The required answer is an exact copy of every entry underneath.

> **Natural-language object grounding data**
==========

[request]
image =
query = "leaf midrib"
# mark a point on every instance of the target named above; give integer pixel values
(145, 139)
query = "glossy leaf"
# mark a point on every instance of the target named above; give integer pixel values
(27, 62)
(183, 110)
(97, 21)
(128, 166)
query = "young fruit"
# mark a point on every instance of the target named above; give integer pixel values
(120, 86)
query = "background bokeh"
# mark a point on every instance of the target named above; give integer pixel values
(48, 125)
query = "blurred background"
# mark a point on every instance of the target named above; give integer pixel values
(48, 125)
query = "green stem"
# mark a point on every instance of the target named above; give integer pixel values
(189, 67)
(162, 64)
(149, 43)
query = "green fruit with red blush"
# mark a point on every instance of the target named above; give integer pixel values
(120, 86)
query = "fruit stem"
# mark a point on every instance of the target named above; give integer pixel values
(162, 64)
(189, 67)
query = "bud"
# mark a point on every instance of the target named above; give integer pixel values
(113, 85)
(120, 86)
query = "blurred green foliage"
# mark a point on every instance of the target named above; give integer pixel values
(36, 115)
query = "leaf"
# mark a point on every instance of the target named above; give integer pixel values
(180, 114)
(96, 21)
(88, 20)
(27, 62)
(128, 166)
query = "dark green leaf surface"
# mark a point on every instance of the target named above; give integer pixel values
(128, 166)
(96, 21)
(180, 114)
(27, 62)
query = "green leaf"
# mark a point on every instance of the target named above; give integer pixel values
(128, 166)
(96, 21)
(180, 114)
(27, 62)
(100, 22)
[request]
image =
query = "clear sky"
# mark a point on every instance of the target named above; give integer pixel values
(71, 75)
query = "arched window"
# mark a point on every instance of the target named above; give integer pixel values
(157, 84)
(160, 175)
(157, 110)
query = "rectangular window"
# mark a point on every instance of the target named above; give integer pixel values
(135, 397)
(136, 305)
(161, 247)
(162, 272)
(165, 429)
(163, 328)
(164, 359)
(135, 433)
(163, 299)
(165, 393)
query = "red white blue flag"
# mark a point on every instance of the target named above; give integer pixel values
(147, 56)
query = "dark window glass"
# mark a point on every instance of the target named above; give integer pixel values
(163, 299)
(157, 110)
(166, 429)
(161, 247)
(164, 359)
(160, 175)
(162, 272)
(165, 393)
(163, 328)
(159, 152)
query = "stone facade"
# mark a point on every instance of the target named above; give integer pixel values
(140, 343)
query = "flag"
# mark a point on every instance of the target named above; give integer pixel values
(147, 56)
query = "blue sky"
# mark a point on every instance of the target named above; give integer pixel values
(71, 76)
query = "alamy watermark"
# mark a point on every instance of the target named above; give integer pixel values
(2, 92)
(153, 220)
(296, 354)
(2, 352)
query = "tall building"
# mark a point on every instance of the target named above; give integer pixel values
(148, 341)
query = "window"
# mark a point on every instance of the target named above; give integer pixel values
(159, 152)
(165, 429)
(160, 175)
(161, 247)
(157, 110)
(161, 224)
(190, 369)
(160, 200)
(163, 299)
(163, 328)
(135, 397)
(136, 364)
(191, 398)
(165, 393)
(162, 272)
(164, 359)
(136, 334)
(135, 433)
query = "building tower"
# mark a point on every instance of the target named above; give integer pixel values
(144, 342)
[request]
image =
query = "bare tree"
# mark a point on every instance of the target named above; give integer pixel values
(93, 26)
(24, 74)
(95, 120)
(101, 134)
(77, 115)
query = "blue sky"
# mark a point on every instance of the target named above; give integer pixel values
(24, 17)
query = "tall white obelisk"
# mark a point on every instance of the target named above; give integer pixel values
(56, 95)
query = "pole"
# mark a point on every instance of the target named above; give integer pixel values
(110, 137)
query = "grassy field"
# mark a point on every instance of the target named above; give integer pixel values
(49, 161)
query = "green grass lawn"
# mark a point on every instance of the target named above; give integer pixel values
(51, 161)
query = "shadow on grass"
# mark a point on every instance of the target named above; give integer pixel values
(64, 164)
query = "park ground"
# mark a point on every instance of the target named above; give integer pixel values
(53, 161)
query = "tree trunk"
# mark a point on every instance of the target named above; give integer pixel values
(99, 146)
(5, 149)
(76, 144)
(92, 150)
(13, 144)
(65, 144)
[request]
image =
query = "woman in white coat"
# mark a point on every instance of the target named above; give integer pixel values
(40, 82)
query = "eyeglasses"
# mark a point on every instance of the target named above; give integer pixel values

==========

> **Answer**
[request]
image =
query = "leaf midrib"
# mark a point on every instance of the target named above; give integer pixel values
(145, 139)
query = "glossy leaf"
# mark a point on every instance of the target named above; give integer pixel values
(27, 62)
(183, 110)
(97, 21)
(128, 166)
query = "young fruit"
# mark a point on every instance of the target named above; give integer pixel values
(120, 86)
query = "background bokeh"
# mark a point on every instance of the target named above; give integer pixel values
(48, 125)
query = "blurred background"
# mark a point on every instance of the target named above; give integer pixel values
(48, 125)
query = "green stem"
# mark a point on every instance of the target named above; give integer pixel values
(189, 67)
(162, 64)
(149, 43)
query = "green fruit with red blush"
# mark a point on every instance of the target named above; give integer pixel values
(120, 86)
query = "fruit stem"
# mark a point on every instance of the target named above; give integer pixel values
(162, 64)
(189, 67)
query = "bud"
# mark a point on every instance of the target named above; give integer pixel values
(113, 85)
(120, 86)
query = "blurred green foliage"
# mark a point on every instance of the target named above; give integer pixel values
(36, 115)
query = "leaf"
# mark a point on every instance of the target named above; give integer pixel values
(180, 114)
(96, 21)
(88, 20)
(27, 62)
(128, 166)
query = "dark green leaf surface"
# mark a point on every instance of the target named above; give integer pixel values
(128, 166)
(96, 21)
(180, 114)
(27, 62)
query = "green leaf"
# mark a point on every instance of the target named above; give integer pixel values
(128, 166)
(96, 21)
(180, 114)
(27, 62)
(100, 22)
[request]
image =
query = "clear sky"
# mark a point on every instance of the target named above; give integer pixel values
(71, 75)
query = "arched window"
# mark a point on every instance of the target named above; give integer pixel values
(157, 84)
(160, 175)
(157, 110)
query = "rectangular window"
# mark a point on every instance of the target named above; give integer pixel values
(135, 397)
(136, 305)
(161, 247)
(162, 272)
(165, 429)
(163, 328)
(164, 359)
(135, 433)
(163, 299)
(165, 393)
query = "red white blue flag"
# mark a point on every instance of the target named above; give integer pixel values
(147, 56)
query = "dark window glass"
# mark a point on every instance of the target named above; give integer pixel values
(163, 299)
(157, 110)
(166, 429)
(161, 247)
(164, 359)
(160, 175)
(162, 272)
(165, 393)
(163, 328)
(159, 152)
query = "stone facade"
# mark a point on every instance of the target named above; give integer pixel values
(140, 343)
query = "flag"
# mark a point on every instance of the target named above; give integer pixel values
(147, 56)
query = "blue sky"
# mark a point on every instance of the target named above; give integer pixel values
(71, 76)
query = "alamy watermark"
# mark a point on every instance of the target named above; give integer pixel values
(2, 92)
(153, 220)
(296, 354)
(2, 352)
query = "tall building"
# mark a point on every instance of the target named above; give integer pixel values
(148, 341)
query = "window"
# mark a point on every instance of the target named above; give integer pixel values
(159, 152)
(165, 429)
(160, 175)
(161, 247)
(157, 110)
(161, 224)
(190, 369)
(160, 200)
(163, 299)
(163, 328)
(135, 397)
(136, 364)
(191, 398)
(165, 393)
(162, 272)
(164, 359)
(136, 334)
(135, 433)
query = "building tower"
# mark a point on every instance of the target named above; give integer pixel values
(144, 342)
[request]
image =
query = "bare tree"
# mark a point on every instance of the target named above; give integer pixel values
(93, 26)
(24, 74)
(95, 120)
(101, 134)
(77, 115)
query = "blue sky"
# mark a point on every instance of the target named above; give integer pixel values
(24, 17)
query = "tall white obelisk"
# mark a point on every instance of the target named above; give integer pixel values
(56, 95)
query = "pole"
# mark a point on every instance of the target named above; give integer pixel values
(110, 137)
query = "grassy field"
# mark a point on every instance of the target named above; give integer pixel values
(49, 161)
query = "green grass lawn"
# mark a point on every instance of the target named above; give integer pixel values
(51, 161)
query = "shadow on grass"
# mark a point on every instance of the target named above; give integer pixel values
(64, 164)
query = "park ground"
# mark a point on every instance of the target named above; give integer pixel values
(53, 161)
query = "tree trunk"
# mark a point on every instance of the target named above; give integer pixel values
(99, 146)
(5, 149)
(76, 144)
(92, 150)
(13, 144)
(65, 144)
[request]
image =
query = "woman in white coat"
# mark a point on every instance of the target named above; give integer pixel values
(40, 82)
query = "eyeglasses"
# mark a point on every instance of the target named above; give integer pixel values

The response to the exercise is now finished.